INSTRUCTIONS FOR THE TASK >> Please check the text on diabetes and depression: by how much does diabetes raise the risk of depression, according to several studies?
------ TEXT BLOCK ------
Diabetes and depression not a good combination

There is much attention being focused lately on the rise of obesity in America, and a correlating rise in the rates of diabetes. Educating people about the importance of diet and exercise in their total health is indeed important. Diabetes afflicts nearly 21 million Americans a year, according to the National Institutes of Health. But did you know that people with diabetes may also be at greater risk for depression?

Several studies suggest that diabetes doubles the risk of depression compared to those without the disorder. The chances of becoming depressed increase as diabetes complications worsen. According to the National Institute of Mental Health, research shows that depression leads to poorer mental and physical function, so a person is less likely to follow a required diet or medication plan. Treating depression with psychotherapy, medication or a combination of these treatments can improve a patient's well-being and ability to mange diabetes.

Causes underlying the association between depression and diabetes are unclear. Depression may develop because of stress but also may result from the metabolic effects of diabetes on the brain.
------ DATA PROVIDED ------
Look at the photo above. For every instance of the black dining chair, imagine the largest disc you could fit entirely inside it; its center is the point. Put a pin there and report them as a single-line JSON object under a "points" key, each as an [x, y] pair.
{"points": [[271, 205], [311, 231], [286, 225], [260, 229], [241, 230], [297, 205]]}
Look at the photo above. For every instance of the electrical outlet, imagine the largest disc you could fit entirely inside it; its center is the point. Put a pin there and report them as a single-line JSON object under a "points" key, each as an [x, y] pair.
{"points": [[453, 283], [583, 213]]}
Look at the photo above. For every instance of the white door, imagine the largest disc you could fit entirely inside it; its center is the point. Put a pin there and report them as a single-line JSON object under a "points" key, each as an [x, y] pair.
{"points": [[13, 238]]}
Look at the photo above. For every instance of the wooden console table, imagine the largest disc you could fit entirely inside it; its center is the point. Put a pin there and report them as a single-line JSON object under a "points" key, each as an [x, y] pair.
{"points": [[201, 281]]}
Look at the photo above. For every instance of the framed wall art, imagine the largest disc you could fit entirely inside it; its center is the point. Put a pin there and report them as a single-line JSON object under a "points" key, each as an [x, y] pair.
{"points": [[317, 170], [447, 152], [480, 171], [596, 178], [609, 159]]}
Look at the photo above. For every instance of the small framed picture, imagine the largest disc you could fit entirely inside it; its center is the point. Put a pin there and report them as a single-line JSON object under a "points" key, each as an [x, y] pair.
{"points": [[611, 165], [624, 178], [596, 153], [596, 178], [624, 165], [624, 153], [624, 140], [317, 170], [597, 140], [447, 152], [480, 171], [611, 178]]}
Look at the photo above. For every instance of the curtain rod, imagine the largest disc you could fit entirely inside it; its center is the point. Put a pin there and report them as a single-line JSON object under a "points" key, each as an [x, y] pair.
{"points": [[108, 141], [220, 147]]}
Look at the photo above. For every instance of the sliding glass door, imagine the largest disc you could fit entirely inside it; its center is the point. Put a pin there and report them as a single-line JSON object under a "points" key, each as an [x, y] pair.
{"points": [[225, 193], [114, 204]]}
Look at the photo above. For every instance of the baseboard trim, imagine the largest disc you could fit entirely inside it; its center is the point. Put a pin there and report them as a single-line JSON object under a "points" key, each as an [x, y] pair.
------
EXPECTED ANSWER >> It doubles the risk compared to those without the disorder.